▶ _Material shown_:
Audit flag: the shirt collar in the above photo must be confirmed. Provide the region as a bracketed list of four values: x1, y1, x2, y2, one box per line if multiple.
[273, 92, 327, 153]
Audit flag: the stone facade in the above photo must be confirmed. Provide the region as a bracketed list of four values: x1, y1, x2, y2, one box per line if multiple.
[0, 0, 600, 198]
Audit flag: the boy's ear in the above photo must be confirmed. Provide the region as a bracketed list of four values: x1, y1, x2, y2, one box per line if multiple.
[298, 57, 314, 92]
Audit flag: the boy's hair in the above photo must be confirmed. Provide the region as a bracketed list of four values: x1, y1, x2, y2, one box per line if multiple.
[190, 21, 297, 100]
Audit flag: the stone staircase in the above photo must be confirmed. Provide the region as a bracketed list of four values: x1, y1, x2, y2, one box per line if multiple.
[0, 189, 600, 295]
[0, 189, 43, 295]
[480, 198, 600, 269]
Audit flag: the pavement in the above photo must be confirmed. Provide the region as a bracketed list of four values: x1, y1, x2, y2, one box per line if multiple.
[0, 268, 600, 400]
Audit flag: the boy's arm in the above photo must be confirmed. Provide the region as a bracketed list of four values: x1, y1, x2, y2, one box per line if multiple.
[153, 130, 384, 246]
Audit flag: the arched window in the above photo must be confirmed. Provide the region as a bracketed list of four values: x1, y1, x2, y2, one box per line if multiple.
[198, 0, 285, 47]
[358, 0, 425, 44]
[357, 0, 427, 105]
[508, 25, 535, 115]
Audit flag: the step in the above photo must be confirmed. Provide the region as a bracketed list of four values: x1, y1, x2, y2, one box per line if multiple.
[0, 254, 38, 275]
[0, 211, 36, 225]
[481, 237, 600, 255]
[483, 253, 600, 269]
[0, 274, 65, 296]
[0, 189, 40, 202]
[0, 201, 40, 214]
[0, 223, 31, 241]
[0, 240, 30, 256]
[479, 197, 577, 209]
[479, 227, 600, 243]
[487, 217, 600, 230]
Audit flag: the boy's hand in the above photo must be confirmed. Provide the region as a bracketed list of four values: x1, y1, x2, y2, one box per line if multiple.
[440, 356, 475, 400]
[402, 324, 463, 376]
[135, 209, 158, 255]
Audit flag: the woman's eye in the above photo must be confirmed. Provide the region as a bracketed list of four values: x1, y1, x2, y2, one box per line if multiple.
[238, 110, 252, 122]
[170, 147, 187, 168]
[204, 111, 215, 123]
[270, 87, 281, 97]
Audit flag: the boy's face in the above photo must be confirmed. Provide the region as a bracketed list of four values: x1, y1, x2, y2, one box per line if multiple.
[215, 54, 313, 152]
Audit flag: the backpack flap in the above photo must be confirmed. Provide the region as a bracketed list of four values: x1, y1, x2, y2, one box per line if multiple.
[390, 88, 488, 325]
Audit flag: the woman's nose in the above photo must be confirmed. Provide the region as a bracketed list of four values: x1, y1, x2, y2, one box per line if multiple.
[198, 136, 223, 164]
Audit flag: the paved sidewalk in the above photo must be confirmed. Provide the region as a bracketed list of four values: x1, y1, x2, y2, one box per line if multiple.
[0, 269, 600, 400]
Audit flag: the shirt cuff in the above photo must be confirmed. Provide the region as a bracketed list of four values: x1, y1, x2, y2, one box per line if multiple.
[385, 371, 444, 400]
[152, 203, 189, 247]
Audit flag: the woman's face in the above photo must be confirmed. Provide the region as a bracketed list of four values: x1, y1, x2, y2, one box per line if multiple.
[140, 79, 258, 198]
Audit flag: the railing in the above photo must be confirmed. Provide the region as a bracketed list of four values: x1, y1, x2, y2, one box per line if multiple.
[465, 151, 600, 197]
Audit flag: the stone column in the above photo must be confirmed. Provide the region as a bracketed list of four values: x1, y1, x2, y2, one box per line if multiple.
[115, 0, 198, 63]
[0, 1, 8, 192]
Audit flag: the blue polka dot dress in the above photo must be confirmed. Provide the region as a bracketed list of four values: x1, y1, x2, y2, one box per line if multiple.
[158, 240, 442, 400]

▶ _Work instructions_: Please rewrite the records above as a numbered list, taking only the lines between the one containing "Audit flag: the woman's eye" and the one containing "[390, 88, 488, 325]", inclusive, and omitting any blank lines.

▶ _Task result_:
1. Audit flag: the woman's eye in the above photo must be confirmed. Provide the region as a bracketed list of four values: x1, y1, x2, y2, one box per line if multiple.
2. [238, 110, 252, 122]
3. [170, 147, 187, 168]
4. [204, 111, 215, 123]
5. [270, 87, 281, 97]
6. Audit flag: the boy's face in the above photo must be confirmed. Provide the region as a bracketed list of four values: x1, y1, x2, y2, one box per line if multiple.
7. [215, 54, 313, 152]
8. Audit flag: the backpack flap in the above photo must be confirmed. Provide the region as a bracketed list of four values: x1, y1, x2, y2, one box per line if multiple.
9. [390, 88, 488, 325]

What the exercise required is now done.